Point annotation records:

= = = =

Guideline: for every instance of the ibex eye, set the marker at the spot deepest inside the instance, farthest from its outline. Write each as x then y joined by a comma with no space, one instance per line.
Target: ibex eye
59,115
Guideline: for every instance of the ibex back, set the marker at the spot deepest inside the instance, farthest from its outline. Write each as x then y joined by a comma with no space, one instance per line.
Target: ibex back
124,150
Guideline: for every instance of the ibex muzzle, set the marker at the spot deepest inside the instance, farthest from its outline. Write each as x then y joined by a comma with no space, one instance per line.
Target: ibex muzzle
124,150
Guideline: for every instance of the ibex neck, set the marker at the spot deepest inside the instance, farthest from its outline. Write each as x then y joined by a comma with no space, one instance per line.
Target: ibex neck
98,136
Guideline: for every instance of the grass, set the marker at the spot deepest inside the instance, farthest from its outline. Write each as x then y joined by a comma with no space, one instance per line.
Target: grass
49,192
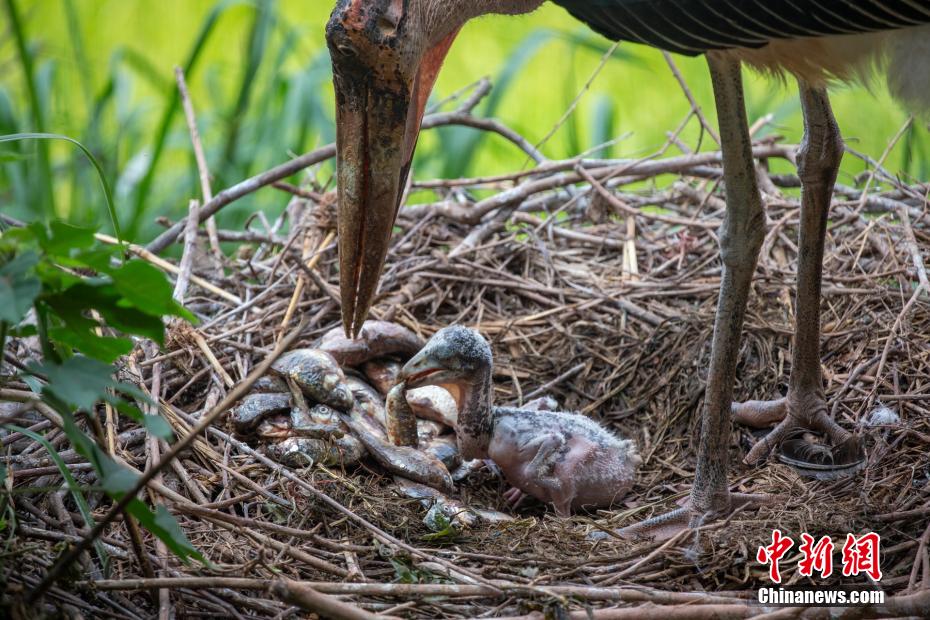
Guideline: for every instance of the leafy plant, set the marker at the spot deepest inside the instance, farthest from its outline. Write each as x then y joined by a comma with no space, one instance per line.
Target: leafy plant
84,304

= = = =

Given task -
The listing above must be printed again exactly, minus its pictures.

Task answer -
Guideline: for every instance of the ibex eye, set the marker at the spot deepest inside the instance, farthest from its outline. Write each as x then y joined by a comma with no space, one instance per line.
Target: ibex eye
59,115
Guideline: for every instance of the ibex back, set the marker at the spot deepest inside the instance, farthest from its outline. Write each as x then y joined by a comma with no space, one instance per line.
Target: ibex back
124,150
Guideline: for every instance of the ibex muzzle, set the marker at the spot deepest inside the instance, farthest from its outline. Write each as x then y joined by a comma with no space, one instance per line.
Target: ibex muzzle
124,150
Guideline: for every instance of the ibex neck, set the marker at the spot deepest inside the instance, farthest from its outline. Write each as x then y joined by a comma with no space, one instance per line.
Target: ibex neck
98,136
Guideline: for every instance of the grass, set the marker at the spot deepest inside the instance, farthest from its outline. Write each as x then y joined by a comma with no space, one instance per line.
Target: grass
49,192
Guideline: for every instance of the leafy plant, set the marker at the spot deepest inside the instance, farthest from its outline. Write each as x then y joined by a comma with no space, one instance per line.
Target: leafy plant
84,304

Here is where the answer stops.